### ACTION ITEM
Could you copy every item below word for word, leaving the pictures out of your answer?
┄┄┄┄┄┄┄┄┄┄┄┄┄┄┄┄┄┄┄┄
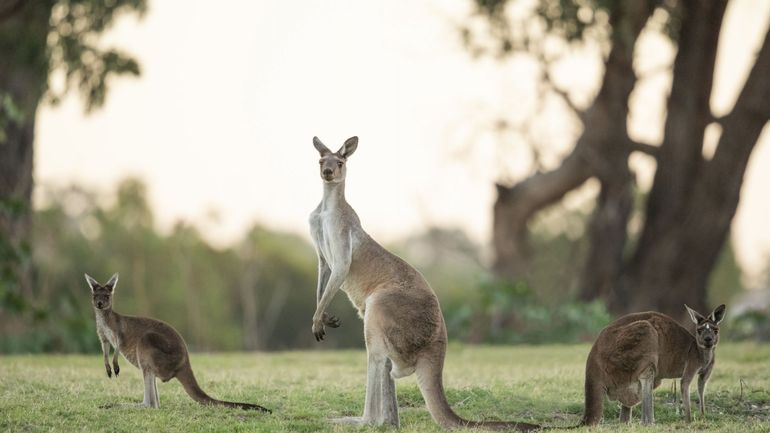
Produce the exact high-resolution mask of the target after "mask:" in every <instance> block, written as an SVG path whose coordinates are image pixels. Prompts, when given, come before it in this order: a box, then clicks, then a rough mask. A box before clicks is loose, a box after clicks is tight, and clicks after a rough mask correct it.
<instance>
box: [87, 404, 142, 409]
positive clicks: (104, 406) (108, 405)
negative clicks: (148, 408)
mask: <svg viewBox="0 0 770 433" xmlns="http://www.w3.org/2000/svg"><path fill="white" fill-rule="evenodd" d="M98 407H99V409H143V408H146V407H147V405H145V404H144V403H138V402H136V403H106V404H103V405H101V406H98Z"/></svg>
┄┄┄┄┄┄┄┄┄┄┄┄┄┄┄┄┄┄┄┄
### RESULT OF THE EXERCISE
Produce the exact high-resolution mask of the target after "mask:" in every <instance> block, written as an SVG path whose coordinates are image pixels. Prompts, when given, come before it in this order: a box, then clicks, then a rough mask. A box before clicks is loose, a box after clicks is tight, and clicks after a rough mask correct it.
<instance>
box: [87, 404, 142, 409]
positive clicks: (104, 406) (108, 405)
negative clicks: (148, 408)
mask: <svg viewBox="0 0 770 433" xmlns="http://www.w3.org/2000/svg"><path fill="white" fill-rule="evenodd" d="M98 407H99V409H143V408H146V407H147V405H145V404H144V403H138V402H136V403H106V404H103V405H101V406H98Z"/></svg>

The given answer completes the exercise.